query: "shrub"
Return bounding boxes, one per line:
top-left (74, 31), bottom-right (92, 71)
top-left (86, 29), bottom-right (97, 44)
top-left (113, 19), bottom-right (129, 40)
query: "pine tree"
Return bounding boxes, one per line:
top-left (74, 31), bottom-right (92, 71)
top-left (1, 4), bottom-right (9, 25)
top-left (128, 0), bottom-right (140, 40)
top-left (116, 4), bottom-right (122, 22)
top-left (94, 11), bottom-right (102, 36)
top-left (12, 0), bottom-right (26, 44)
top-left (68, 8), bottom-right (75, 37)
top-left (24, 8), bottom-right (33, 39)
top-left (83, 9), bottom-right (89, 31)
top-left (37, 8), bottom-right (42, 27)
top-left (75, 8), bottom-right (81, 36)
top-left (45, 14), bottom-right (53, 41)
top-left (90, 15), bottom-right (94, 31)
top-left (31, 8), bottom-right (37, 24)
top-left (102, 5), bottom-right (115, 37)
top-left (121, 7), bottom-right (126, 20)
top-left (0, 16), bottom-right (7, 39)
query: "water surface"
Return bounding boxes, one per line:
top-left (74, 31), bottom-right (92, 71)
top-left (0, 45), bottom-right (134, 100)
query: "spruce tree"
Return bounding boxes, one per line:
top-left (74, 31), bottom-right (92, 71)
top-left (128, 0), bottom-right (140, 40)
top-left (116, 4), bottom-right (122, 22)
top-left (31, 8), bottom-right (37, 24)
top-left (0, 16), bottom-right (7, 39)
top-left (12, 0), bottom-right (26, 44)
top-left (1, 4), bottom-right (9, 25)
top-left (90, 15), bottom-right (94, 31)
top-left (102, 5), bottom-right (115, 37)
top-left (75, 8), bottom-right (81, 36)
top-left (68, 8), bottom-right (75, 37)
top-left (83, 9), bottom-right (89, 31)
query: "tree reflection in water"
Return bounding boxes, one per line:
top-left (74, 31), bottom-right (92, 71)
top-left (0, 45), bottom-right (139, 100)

---*---

▶ **TASK REQUIREMENTS**: Pull every line containing the word "query" out of the listing.

▶ **ANSWER AREA**:
query: "shrub"
query: "pine tree"
query: "water surface"
query: "spruce tree"
query: "tree reflection in water"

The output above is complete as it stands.